Tasks to carry out:
**1.** Reproduce a passage from the DNA data storage thread word for word. Begin at the words "In principle a" and stop after "size to 739Kb?".
**2.** In the DNA data storage thread, what kind of cave was suggested as a place to keep stored DNA?
**3.** Extend the forum thread on DNA data storage past its last post.

Source document:
::::
I wasn't directly involved but the research group I'm part of did some earlier work mentioned in this paper (ref. 10) and I would be happy to answer any questions people may have.
This is really interesting stuff! One of the potential applications they call out is long-term data storage. How do you know that the stored data will actually last hundreds of years?
Also not part of this study, but an earlier one (ref 6). Basically DNA has been recovered from corpses that are thousands of years old. If stored properly, it is at least extrapolated to last up to millions of years [1].
You don't actually need to that much, as long as you can keep it dry and reasonably cool -- one idea we had kicking around was to use a cave of the sort that's used for long term seed storage (https://en.wikipedia.org/wiki/Svalbard_Global_Seed_Vault)
In principle a few hours but currently you have to outsource synthesis (i.e. writing) to a company and its an expensive process. Sequencing (reading) can be done more easily and has been dropping in price faster than Moore's law predicts.
hey there, i have two questions on your earlier work.
the assumed context is sending/reading a message via DNA is equivalent to de novo sequencing with 100% accuracy.
error-correcting via 4x overlap:
how many insertions, deletions, substitutions can it correct for? are some combinations harder to fix than others? for example, three insertions much worse than one deletion, or 5 substitutions, etc.
information storage / information blocks:
i'm guessing the 100bp segments have to do with the limits of hardware sequencing, but what limits the overall message size to 739Kb?
::::
Dataset:
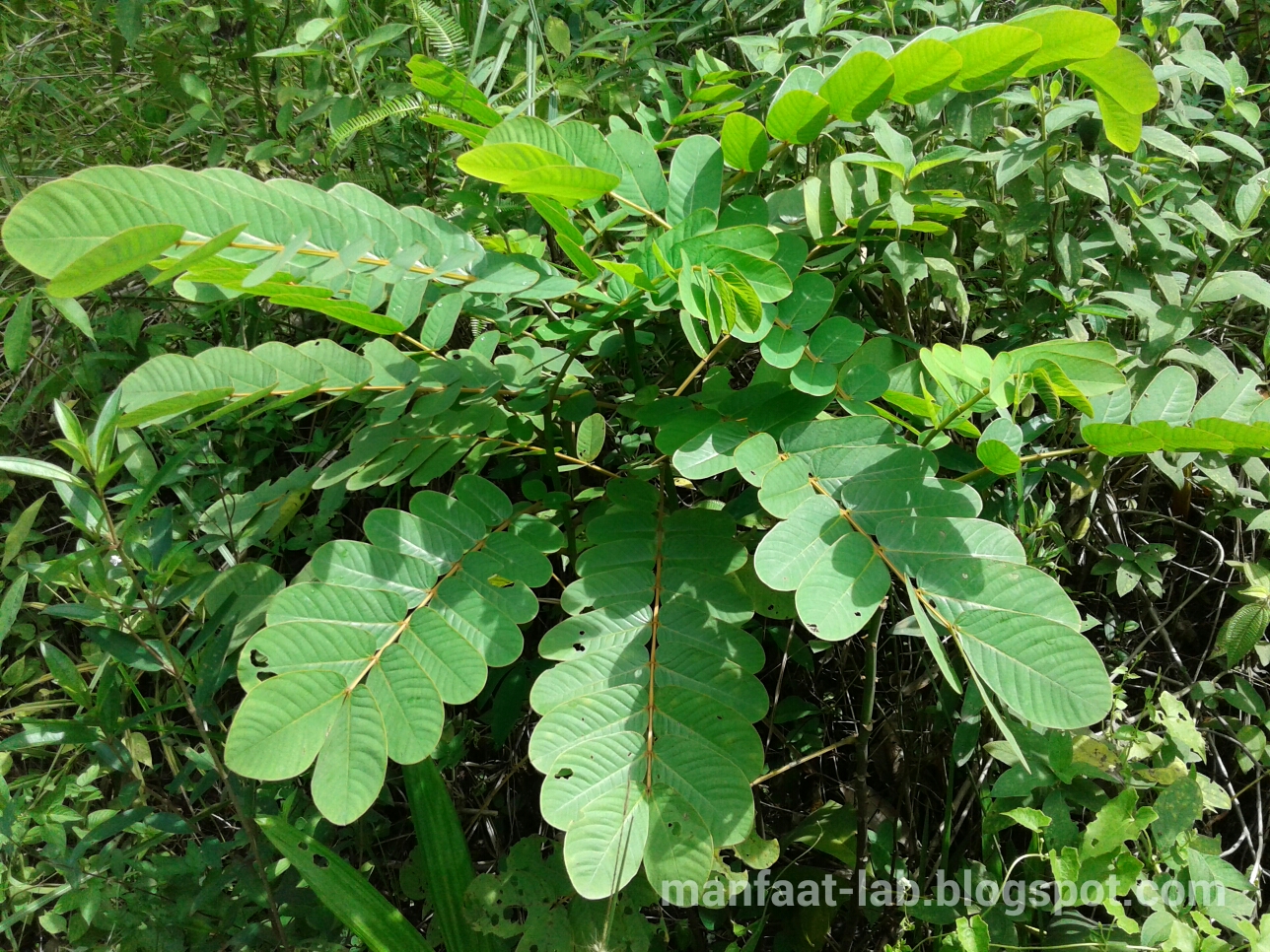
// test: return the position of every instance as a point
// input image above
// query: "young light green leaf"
(859, 85)
(1067, 35)
(744, 144)
(591, 437)
(922, 69)
(991, 53)
(797, 117)
(1120, 75)
(506, 162)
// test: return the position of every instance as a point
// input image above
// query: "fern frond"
(446, 38)
(400, 105)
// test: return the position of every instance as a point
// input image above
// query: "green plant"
::::
Answers to the problems:
**1.**
In principle a few hours but currently you have to outsource synthesis (i.e. writing) to a company and its an expensive process. Sequencing (reading) can be done more easily and has been dropping in price faster than Moore's law predicts.
hey there, i have two questions on your earlier work.
the assumed context is sending/reading a message via DNA is equivalent to de novo sequencing with 100% accuracy.
error-correcting via 4x overlap:
how many insertions, deletions, substitutions can it correct for? are some combinations harder to fix than others? for example, three insertions much worse than one deletion, or 5 substitutions, etc.
information storage / information blocks:
i'm guessing the 100bp segments have to do with the limits of hardware sequencing, but what limits the overall message size to 739Kb?

**2.** A cave of the sort used for long-term seed storage.

**3.**
There are four copies of each part of the message so you can lose entire chunks and still be able to recover everything. As for subtitutions, unless you get the same error in 2 copies out of 4, there should be no problem.
The 739kb isn't a limit in any sense, the main limitation is that DNA synthesis is currently expensive.
related question, on putting messages into dynamic, living systems:
let's say the 'message' is so large it can only be inserted into a 'junk DNA' (non-conserved) region of the genome.
is it correct to assume there are less active/robust dna repair mechanisms to 'fix' the insertions, deletions, substitutions described above than in conserved regions?
what might some numbers be for errors rates in non conserved regions ( 2x, 10x,...) compared to conserved regions? or maybe one type of error is relatively much higher than another kind?
im guessing sources of insertion/deletion/substitution 'error' are mutations over lifetime of cell, and also replication errors in daughter cells.